## Exercises
A: Copy the passage of the text on Jana Andrsová from "Jana Andrsová (Večtomová;" to "with Jan Švankmajer.", word for word.
B: Using the text on Jana Andrsová, decide whether each statement agrees with it. Answer yes or no for each, and quote the words that decide it: (i) Andrsová graduated from the Dance Conservatory in Prague in 1959. (ii) With Laterna Magika she became a prima ballerina beginning in 1973. (iii) The 1964 Carnegie Hall presentation was directed by Alfréd Radok.

## Document section
==============================
Jana Andrsová (Večtomová; 8 August 1939 – 16 February 2023) was a Czech ballerina and actress. In 1957 she graduated from the Dance Conservatory in Prague and began to work with the Vitus Nejedly Army Art Ensemble.

Laterna Magika
From 1959 to 1978, Andrsová worked with Josef Svoboda's avant-garde multimedia company Laterna Magika, initially as a chorus girl and later (beginning in 1973) as a prima ballerina. In Allen Hughes' review of the company's August 1964 Carnegie Hall debut of a presentation that gave 23 performances at that venue under the direction of Miloš Forman, they are described as "a Czech theatrical spectacle that first came to international attention at the Brussels World's Fair." In 1966 Andrsová starred in Alfréd Radok's choreographed multimedia production Laterna Magika: Variation 66, The Opening of the Wells, cowritten by Forman in collaboration with Jan Švankmajer.
==============================
## Extracted data
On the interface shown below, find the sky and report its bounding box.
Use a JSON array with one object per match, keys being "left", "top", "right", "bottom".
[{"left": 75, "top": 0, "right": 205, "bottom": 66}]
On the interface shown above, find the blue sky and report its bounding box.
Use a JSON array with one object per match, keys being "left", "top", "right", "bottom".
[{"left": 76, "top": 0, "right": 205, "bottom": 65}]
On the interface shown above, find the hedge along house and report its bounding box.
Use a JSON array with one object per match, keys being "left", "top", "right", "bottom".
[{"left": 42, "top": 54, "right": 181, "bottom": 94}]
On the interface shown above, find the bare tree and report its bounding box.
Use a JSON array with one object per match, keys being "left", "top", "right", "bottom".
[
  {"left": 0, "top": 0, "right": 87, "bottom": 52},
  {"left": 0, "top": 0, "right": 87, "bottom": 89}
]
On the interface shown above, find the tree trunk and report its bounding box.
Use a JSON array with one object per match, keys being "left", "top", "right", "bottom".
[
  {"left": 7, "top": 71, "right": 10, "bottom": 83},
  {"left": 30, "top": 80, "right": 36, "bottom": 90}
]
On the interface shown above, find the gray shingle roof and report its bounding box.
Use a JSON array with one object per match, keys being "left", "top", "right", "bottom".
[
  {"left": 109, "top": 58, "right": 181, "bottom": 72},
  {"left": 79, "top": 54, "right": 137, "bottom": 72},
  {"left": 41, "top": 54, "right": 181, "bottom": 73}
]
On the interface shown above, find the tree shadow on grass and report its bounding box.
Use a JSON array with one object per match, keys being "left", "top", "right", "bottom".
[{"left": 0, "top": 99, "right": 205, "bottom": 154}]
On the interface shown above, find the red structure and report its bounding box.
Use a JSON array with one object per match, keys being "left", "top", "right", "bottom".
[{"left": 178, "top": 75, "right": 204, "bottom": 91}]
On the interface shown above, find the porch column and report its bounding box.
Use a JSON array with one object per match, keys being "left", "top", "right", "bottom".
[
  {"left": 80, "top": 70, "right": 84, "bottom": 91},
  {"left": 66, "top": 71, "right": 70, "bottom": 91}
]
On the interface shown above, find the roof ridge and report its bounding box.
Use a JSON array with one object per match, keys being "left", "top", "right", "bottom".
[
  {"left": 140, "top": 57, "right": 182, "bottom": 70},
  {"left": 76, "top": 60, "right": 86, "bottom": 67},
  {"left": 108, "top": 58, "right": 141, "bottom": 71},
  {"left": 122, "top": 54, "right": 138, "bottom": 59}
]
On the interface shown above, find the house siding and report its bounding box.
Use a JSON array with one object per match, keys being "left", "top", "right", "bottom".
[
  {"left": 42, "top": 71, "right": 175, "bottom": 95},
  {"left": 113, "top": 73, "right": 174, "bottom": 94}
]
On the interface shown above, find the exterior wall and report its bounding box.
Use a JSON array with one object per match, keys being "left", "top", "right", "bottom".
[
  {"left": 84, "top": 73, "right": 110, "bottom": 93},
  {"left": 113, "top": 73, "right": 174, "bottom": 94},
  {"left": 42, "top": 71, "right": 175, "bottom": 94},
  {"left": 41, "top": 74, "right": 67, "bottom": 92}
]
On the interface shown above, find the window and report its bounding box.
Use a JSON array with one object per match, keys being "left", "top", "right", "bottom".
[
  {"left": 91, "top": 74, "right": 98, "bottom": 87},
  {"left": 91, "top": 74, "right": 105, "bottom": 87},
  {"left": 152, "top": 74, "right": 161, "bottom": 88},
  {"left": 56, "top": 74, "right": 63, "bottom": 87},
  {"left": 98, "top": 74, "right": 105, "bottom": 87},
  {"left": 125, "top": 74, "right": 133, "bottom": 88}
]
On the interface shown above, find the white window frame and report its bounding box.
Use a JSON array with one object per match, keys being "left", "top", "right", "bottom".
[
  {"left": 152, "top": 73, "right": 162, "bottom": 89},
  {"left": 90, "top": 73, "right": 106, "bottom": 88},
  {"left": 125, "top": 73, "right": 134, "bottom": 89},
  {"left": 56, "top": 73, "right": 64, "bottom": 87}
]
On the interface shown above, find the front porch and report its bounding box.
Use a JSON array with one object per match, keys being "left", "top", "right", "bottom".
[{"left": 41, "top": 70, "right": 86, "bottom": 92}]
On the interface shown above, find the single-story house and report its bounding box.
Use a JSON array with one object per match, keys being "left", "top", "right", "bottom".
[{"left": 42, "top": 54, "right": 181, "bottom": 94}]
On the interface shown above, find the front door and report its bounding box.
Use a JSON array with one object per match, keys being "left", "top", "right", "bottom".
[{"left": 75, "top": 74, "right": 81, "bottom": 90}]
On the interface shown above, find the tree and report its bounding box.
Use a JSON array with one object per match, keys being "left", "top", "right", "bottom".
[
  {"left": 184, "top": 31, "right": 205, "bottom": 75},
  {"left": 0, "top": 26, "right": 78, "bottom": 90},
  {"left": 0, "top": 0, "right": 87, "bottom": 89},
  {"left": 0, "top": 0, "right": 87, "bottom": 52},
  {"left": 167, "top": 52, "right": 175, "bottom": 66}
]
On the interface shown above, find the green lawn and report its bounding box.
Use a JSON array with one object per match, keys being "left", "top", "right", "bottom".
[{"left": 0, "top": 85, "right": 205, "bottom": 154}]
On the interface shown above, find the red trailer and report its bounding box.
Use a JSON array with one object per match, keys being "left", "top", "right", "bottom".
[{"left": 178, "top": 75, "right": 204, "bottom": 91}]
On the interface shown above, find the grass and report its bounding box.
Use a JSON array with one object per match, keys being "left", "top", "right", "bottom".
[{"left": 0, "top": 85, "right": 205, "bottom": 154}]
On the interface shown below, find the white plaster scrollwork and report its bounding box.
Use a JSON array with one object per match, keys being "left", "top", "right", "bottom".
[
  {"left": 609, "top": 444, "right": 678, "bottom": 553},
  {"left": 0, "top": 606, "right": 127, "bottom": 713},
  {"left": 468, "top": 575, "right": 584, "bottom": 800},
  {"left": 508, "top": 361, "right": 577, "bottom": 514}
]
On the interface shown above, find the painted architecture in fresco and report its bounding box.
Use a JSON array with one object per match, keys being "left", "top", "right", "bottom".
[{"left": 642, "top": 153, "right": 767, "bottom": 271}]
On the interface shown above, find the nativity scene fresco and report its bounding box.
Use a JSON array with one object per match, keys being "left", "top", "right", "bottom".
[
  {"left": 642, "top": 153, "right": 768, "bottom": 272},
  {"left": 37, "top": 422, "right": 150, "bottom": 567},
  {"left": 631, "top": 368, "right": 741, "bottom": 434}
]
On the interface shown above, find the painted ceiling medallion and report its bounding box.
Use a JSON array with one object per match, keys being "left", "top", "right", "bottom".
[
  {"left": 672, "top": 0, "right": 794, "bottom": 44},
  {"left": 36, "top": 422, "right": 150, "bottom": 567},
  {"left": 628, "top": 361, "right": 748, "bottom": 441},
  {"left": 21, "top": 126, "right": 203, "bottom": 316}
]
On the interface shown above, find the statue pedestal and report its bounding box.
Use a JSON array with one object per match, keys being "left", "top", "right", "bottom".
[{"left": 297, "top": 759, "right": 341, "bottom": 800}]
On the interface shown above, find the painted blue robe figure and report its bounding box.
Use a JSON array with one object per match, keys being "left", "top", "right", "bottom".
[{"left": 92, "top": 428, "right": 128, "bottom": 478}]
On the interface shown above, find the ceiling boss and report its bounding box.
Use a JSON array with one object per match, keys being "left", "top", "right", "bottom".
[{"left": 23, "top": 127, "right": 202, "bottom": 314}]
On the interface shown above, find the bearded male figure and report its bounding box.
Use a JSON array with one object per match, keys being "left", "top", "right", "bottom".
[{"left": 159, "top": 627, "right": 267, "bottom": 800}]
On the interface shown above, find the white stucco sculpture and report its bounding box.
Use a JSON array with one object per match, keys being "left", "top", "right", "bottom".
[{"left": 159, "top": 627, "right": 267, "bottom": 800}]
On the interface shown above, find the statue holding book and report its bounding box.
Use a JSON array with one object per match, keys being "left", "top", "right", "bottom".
==============================
## Responses in order
A:
Jana Andrsová (Večtomová; 8 August 1939 – 16 February 2023) was a Czech ballerina and actress. In 1957 she graduated from the Dance Conservatory in Prague and began to work with the Vitus Nejedly Army Art Ensemble.

Laterna Magika
From 1959 to 1978, Andrsová worked with Josef Svoboda's avant-garde multimedia company Laterna Magika, initially as a chorus girl and later (beginning in 1973) as a prima ballerina. In Allen Hughes' review of the company's August 1964 Carnegie Hall debut of a presentation that gave 23 performances at that venue under the direction of Miloš Forman, they are described as "a Czech theatrical spectacle that first came to international attention at the Brussels World's Fair." In 1966 Andrsová starred in Alfréd Radok's choreographed multimedia production Laterna Magika: Variation 66, The Opening of the Wells, cowritten by Forman in collaboration with Jan Švankmajer.

B:
(i) No: "In 1957 she graduated from the Dance Conservatory in Prague"
(ii) Yes: "later (beginning in 1973) as a prima ballerina"
(iii) No: "under the direction of Miloš Forman"